Long Weekend builds its menace slowly but steadily; as the couple’s relationship gets more and more strained, mostly due to the emotional baggage they’ve brought with them, the wilderness grows more and more threatening. Long Weekend is unique on this list because these animals haven’t been mutated or genetically altered in any way—they’re just asserting themselves, all at once, on a couple of arsehole outsiders who absolutely have it coming.

2. Alligator

I’m singling out 1980’s Alligator here, but I picked it as a representative of several other “oops, we contaminated the animals” movies, which don’t vary too much in plot but are all over the map in terms of furious creatures. A young Robert Forster stars as a Chicago cop investigating reports of a giant alligator lurking in the sewers. In true urban legend fashion, the gator’s there because some jerk flushed his kid’s exotic new pet down the toilet a few years prior. In true sci-fi horror fashion, the critter has become gi-normous because of a steady diet of pets, wayward humans, and, oh yeah, lab rats that were used to test a sketchy agricultural growth hormone.

### Problems and tasks
A. Please duplicate the part of the passage about creature movies starting at "I’m singling out" and ending at "agricultural growth hormone.".
B. According to the passage about creature movies, which actor plays the Chicago cop in Alligator?

### Data shown
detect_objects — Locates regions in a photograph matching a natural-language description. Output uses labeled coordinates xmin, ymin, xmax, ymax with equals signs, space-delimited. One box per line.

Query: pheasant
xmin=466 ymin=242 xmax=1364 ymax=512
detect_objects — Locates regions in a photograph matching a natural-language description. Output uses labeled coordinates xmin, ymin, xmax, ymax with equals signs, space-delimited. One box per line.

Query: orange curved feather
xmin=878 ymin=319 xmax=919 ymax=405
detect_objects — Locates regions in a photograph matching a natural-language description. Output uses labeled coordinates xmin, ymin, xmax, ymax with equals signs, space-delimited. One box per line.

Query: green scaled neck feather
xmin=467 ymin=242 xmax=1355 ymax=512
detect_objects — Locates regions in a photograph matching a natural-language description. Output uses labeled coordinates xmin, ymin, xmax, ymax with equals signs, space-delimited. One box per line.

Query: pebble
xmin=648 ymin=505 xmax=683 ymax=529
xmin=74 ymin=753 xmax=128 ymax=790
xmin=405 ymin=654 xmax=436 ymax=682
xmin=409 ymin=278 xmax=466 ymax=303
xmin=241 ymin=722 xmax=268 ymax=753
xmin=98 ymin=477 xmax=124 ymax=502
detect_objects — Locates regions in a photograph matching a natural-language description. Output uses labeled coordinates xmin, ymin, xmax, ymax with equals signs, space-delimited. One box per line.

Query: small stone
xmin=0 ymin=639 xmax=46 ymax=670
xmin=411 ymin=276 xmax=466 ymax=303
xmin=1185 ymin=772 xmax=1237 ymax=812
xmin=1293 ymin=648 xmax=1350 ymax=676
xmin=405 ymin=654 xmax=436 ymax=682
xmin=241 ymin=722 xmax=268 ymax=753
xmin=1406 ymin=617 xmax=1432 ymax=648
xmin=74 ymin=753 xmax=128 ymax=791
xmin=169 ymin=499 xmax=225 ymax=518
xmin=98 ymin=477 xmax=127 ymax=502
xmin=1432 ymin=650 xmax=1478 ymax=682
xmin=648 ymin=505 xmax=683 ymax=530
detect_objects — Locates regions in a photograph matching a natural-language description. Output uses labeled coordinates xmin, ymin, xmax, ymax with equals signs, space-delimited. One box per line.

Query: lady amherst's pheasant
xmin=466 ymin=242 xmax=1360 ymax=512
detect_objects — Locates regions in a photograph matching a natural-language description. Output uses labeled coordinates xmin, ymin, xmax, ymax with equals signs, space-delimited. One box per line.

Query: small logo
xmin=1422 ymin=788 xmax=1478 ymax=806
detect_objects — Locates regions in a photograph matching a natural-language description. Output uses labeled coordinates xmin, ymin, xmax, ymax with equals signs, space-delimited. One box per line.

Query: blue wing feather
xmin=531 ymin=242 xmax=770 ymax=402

### Answers for this exercise
A.
I’m singling out 1980’s Alligator here, but I picked it as a representative of several other “oops, we contaminated the animals” movies, which don’t vary too much in plot but are all over the map in terms of furious creatures. A young Robert Forster stars as a Chicago cop investigating reports of a giant alligator lurking in the sewers. In true urban legend fashion, the gator’s there because some jerk flushed his kid’s exotic new pet down the toilet a few years prior. In true sci-fi horror fashion, the critter has become gi-normous because of a steady diet of pets, wayward humans, and, oh yeah, lab rats that were used to test a sketchy agricultural growth hormone.

B. A young Robert Forster.